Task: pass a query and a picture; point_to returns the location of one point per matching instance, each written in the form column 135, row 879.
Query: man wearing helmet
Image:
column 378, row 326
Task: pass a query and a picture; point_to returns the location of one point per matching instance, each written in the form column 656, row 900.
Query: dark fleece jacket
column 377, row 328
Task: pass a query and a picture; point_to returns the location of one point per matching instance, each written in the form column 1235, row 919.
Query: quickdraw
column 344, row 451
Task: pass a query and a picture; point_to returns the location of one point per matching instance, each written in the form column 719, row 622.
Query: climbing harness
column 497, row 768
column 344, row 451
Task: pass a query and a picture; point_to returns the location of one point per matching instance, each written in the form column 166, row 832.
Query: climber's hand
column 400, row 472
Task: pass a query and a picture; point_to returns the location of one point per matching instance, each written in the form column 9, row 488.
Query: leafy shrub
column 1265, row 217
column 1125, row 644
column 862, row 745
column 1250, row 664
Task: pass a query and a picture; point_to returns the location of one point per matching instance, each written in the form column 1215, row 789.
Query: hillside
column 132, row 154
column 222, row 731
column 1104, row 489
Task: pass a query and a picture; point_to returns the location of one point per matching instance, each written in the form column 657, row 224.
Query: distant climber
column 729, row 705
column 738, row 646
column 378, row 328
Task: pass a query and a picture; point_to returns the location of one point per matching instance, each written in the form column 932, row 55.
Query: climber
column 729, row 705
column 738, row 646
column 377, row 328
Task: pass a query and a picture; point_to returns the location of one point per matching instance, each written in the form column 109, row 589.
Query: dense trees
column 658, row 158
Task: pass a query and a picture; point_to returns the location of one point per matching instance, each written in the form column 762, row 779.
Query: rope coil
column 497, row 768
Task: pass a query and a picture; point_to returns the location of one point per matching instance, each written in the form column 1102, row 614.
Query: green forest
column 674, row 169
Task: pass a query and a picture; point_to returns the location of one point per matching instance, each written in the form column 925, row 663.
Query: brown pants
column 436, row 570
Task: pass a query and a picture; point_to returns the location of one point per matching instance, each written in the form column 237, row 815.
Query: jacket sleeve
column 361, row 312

◆ Problem requirements ◆
Restate every record verbatim.

◆ Result of this exercise ◆
Task: pass a query and a picture; point_to returns the location of one point per matching instance, each written in the form column 135, row 879.
Query: man wearing helmet
Image:
column 378, row 326
Task: pass a query and a picture; point_to returns the location of one point per matching instance, each written in the form column 656, row 900.
Query: dark fleece jacket
column 377, row 328
Task: pass a query and a picture; point_to returns the location of one point per matching instance, each written in the form column 1235, row 919.
Query: quickdraw
column 344, row 451
Task: pass a query and a picture; point_to returns the location of one point per matching instance, each written in the form column 719, row 622.
Query: climbing harness
column 497, row 768
column 344, row 451
Task: pass a query and a picture; point_to returns the location of one point per matching instance, each written in the form column 166, row 832.
Query: climber's hand
column 400, row 472
Task: pass a query and a picture; point_to returns the location of one point per matching instance, each written in the form column 9, row 488.
Query: leafy shrub
column 1265, row 217
column 1125, row 644
column 862, row 745
column 1250, row 664
Task: pass a query and a picture; point_to returns the location of one point per matching instance, each written in the form column 1215, row 789.
Query: hillside
column 132, row 154
column 222, row 731
column 1104, row 489
Task: pass a query and a picture; point_to returns the location of one point per matching instance, each written in the form column 657, row 224.
Query: distant climber
column 729, row 705
column 738, row 646
column 378, row 328
Task: pass a query and a picture; point_to returns the location of one point per matching instance, each written in the form column 932, row 55.
Query: climber
column 729, row 705
column 738, row 646
column 377, row 328
Task: pass a query and a picture; point_to returns the location of one point per matching instance, each written in the form column 109, row 589.
Query: dense trees
column 658, row 158
Task: pass a query and a picture; point_to returns the location of one point per matching instance, each written in the form column 762, row 779.
Query: rope coil
column 497, row 768
Task: pass a query and a picture; point_to returns the location of one point per matching instance, each written in the form column 1102, row 614.
Query: green forest
column 674, row 169
Task: pass a query and a picture; point_to returns the location of one point per matching instance, each written in the form column 925, row 663.
Query: brown pants
column 436, row 570
Task: pass a query and a picture; point_to returns the location of one point per matching instance, each written in the form column 237, row 815.
Query: jacket sleeve
column 361, row 312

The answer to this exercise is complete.